Point localization data
※ ※ ※

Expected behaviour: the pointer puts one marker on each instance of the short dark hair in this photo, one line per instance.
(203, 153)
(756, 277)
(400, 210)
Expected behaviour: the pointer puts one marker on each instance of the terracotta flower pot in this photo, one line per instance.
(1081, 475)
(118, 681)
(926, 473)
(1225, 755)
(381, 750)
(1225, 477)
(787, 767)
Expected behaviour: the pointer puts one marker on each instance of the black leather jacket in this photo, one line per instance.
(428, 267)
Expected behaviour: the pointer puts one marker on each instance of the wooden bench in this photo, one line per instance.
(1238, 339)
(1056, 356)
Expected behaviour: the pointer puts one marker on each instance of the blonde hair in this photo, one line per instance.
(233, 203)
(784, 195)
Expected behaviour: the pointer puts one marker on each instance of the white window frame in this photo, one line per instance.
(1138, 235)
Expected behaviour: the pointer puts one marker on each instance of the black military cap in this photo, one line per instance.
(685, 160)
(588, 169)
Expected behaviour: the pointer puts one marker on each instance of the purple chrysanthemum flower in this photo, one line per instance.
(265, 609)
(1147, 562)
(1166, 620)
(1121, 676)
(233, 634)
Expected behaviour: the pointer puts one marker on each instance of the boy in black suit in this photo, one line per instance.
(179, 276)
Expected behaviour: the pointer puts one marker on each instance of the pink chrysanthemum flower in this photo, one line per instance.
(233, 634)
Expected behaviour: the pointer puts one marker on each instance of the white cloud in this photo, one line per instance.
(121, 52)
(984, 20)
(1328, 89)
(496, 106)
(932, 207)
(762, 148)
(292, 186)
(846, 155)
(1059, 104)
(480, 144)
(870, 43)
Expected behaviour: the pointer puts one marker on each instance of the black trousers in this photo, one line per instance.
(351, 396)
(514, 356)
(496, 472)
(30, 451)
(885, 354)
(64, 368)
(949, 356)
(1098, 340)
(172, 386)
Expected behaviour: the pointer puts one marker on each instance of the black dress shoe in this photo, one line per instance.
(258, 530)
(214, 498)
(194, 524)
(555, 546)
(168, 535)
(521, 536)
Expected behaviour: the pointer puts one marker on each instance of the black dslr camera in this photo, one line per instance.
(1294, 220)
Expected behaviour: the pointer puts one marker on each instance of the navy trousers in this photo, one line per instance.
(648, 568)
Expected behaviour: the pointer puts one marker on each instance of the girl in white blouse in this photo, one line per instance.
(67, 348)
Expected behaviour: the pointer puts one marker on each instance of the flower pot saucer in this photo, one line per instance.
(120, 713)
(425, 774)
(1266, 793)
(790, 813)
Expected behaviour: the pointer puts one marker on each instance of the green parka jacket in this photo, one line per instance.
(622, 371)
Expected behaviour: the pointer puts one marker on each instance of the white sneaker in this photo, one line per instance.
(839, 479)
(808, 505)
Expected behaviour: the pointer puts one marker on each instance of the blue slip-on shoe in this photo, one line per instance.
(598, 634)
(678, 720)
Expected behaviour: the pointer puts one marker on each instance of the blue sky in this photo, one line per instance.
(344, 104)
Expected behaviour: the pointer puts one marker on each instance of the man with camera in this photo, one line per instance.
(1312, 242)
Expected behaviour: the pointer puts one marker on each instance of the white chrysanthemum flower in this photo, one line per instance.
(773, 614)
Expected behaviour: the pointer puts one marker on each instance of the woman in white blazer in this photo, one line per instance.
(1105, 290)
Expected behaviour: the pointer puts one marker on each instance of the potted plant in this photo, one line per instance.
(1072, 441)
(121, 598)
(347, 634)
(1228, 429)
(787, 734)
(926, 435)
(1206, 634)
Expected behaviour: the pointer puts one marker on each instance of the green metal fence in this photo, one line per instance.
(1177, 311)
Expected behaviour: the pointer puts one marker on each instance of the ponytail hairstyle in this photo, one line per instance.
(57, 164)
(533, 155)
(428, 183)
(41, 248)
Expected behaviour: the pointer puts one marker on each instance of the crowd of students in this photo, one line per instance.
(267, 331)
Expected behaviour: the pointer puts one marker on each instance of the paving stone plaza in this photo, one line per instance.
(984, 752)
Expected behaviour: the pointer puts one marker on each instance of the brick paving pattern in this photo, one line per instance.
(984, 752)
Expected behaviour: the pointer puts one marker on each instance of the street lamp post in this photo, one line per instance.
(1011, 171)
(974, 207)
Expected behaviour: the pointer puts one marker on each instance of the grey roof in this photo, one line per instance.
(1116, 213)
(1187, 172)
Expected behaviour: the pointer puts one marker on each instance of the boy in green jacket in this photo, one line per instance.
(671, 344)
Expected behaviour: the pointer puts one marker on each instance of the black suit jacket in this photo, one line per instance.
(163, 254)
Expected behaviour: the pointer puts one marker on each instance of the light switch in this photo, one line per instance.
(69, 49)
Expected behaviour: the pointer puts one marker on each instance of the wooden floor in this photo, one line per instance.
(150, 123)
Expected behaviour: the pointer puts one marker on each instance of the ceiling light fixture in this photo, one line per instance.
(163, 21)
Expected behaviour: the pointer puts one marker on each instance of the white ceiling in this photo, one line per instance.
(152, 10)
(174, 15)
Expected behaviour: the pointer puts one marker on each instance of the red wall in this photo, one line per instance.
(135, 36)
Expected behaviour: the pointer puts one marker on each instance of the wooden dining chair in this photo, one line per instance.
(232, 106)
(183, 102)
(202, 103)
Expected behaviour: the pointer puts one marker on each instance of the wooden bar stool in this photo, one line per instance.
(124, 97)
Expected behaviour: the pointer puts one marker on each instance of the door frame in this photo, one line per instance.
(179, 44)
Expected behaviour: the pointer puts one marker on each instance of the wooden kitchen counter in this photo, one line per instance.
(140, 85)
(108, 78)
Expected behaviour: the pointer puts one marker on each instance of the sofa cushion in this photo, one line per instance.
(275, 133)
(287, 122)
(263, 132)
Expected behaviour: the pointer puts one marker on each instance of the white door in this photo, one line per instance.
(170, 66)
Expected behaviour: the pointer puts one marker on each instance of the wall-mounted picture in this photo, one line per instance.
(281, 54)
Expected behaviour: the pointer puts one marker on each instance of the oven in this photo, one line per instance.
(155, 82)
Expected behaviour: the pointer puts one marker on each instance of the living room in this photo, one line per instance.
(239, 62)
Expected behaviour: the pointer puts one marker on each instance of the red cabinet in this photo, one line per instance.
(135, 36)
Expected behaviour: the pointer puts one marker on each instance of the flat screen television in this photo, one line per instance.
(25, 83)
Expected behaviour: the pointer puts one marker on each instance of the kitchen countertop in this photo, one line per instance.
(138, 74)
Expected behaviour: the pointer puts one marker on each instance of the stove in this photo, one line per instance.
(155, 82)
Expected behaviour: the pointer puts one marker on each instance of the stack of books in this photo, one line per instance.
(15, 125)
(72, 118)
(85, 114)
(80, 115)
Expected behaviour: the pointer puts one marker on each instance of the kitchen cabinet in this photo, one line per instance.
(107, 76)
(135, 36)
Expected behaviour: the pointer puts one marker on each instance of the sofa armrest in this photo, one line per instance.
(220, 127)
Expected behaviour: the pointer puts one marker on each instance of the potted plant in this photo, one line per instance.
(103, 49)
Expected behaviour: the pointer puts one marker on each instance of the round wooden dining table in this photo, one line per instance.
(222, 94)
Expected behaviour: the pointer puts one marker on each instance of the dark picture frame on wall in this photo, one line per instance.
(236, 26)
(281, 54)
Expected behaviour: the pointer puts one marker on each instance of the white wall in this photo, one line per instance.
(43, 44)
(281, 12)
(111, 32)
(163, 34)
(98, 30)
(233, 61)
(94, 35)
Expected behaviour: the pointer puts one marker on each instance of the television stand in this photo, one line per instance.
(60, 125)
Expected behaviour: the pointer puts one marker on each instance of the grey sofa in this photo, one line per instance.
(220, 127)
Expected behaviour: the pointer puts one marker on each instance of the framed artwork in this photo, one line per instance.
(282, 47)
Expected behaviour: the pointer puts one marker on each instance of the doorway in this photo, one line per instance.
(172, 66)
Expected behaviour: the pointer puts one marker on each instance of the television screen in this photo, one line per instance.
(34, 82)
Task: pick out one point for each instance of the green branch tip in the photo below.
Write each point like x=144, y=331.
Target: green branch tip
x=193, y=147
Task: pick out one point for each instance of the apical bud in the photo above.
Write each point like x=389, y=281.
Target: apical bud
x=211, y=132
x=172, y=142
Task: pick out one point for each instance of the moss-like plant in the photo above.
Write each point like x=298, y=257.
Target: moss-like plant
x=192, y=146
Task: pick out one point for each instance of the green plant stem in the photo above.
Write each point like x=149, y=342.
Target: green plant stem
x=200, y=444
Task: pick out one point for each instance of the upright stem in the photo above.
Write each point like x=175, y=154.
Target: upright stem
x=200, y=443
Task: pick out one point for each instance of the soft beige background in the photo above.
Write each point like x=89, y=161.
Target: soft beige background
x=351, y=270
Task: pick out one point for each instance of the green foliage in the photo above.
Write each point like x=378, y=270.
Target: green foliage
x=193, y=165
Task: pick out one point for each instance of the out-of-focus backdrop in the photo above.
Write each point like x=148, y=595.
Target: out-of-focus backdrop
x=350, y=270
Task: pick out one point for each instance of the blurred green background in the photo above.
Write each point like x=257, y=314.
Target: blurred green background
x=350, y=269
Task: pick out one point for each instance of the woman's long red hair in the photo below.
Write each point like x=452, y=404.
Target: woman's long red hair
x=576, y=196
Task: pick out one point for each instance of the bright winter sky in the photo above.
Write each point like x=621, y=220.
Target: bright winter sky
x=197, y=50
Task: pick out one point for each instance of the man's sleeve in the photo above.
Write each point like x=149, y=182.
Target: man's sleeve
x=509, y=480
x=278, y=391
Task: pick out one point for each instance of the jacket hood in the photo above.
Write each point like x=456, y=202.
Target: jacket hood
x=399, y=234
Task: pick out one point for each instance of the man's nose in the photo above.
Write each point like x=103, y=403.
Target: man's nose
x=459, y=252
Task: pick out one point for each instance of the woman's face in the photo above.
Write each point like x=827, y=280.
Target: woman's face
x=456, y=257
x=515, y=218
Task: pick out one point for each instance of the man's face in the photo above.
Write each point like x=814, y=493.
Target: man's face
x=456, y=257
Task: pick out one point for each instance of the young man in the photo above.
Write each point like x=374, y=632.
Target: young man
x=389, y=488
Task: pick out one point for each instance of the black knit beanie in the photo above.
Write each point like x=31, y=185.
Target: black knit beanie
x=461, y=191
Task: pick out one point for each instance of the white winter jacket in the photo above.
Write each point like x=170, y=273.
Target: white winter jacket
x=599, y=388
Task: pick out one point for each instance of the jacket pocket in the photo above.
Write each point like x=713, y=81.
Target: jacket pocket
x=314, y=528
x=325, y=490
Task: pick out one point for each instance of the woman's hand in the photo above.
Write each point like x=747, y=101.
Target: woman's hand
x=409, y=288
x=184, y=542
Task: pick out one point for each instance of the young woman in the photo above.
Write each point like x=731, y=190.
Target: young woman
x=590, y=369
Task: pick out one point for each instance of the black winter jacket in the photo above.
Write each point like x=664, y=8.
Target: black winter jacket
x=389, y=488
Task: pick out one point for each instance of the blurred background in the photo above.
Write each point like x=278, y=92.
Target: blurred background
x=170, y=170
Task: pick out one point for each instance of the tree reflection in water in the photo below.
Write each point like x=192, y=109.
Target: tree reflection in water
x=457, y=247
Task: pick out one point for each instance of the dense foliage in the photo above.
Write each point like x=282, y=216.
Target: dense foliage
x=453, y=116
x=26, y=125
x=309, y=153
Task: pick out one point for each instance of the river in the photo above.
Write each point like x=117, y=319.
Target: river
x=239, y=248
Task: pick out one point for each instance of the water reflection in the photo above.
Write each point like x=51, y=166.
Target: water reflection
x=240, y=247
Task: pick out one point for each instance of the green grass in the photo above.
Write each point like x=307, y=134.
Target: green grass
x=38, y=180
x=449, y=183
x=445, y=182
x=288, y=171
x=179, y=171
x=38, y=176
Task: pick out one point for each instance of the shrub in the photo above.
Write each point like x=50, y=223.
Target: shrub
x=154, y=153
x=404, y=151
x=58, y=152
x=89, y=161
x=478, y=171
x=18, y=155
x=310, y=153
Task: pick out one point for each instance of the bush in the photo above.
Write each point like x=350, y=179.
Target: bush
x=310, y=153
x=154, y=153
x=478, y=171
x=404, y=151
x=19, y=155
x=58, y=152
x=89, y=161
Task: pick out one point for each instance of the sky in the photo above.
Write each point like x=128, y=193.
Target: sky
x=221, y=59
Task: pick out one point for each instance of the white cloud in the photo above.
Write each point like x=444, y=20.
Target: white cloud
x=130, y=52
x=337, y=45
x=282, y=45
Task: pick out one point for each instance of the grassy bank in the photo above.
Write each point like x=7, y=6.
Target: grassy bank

※ ※ ※

For this exercise, repeat exactly the lines of the data above from the one with "black winter jacket in the photo above." down to the one with "Write each point like x=7, y=6.", both end lines included.

Task: pick out one point for each instance of the black winter jacket in the photo above.
Write each point like x=664, y=8.
Target: black winter jacket
x=389, y=488
Task: pick out one point for each instance of the blurred background in the photo above.
Write each point like x=278, y=92.
Target: blurred background
x=170, y=170
Task: pick out one point for each instance of the tree reflection in water in the photo below.
Write each point like x=192, y=109.
Target: tree reflection in water
x=457, y=247
Task: pick out one point for each instance of the dense foliage in the photo above.
Write each point like x=282, y=216.
Target: dense foliage
x=453, y=116
x=26, y=125
x=309, y=153
Task: pick out one point for each instance of the river in the photo above.
Write each point like x=117, y=319.
Target: river
x=239, y=248
Task: pick out one point for each instance of the water reflection in the photo above.
Write each point like x=51, y=166.
Target: water reflection
x=240, y=247
Task: pick out one point for each instance of the green grass in the photo above.
Write each point like x=307, y=134.
Target: green grass
x=38, y=180
x=449, y=183
x=445, y=182
x=288, y=171
x=179, y=171
x=38, y=176
Task: pick out one point for each instance of the shrub in the photo above.
Write each point like x=50, y=223.
Target: shrub
x=154, y=153
x=404, y=151
x=58, y=152
x=89, y=161
x=478, y=171
x=18, y=155
x=310, y=153
Task: pick out one point for each instance of the bush in the photo above.
Write each point like x=350, y=179.
Target: bush
x=310, y=153
x=154, y=153
x=478, y=171
x=404, y=151
x=19, y=155
x=58, y=152
x=89, y=161
Task: pick out one point for each instance of the sky in the photo above.
Write each point like x=128, y=193.
Target: sky
x=221, y=59
Task: pick out one point for each instance of the white cloud in the photo above.
Write each point like x=444, y=20.
Target: white cloud
x=130, y=52
x=337, y=45
x=282, y=45
Task: pick out one point for each instance of the grassy bank in the photo above.
Write each point like x=7, y=6.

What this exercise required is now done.